Your assignment
Beginning with the line that contains "wanted | one", copy each remaining line of the data below exactly.

Information supplied
········

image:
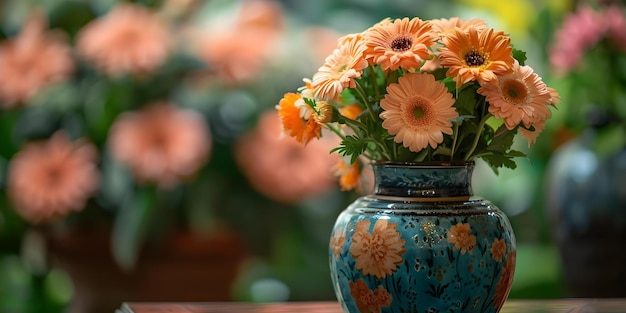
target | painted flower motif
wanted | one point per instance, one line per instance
(32, 60)
(377, 253)
(520, 97)
(129, 39)
(337, 241)
(460, 235)
(50, 179)
(296, 118)
(349, 174)
(498, 249)
(351, 111)
(281, 168)
(402, 43)
(417, 111)
(161, 144)
(340, 68)
(477, 55)
(367, 300)
(505, 281)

········

Answer box
wanted | one point per instance, one line per instance
(32, 60)
(377, 253)
(520, 97)
(129, 39)
(337, 241)
(460, 235)
(50, 179)
(296, 118)
(349, 174)
(498, 249)
(351, 111)
(281, 168)
(402, 43)
(417, 111)
(161, 144)
(340, 68)
(477, 55)
(367, 300)
(505, 281)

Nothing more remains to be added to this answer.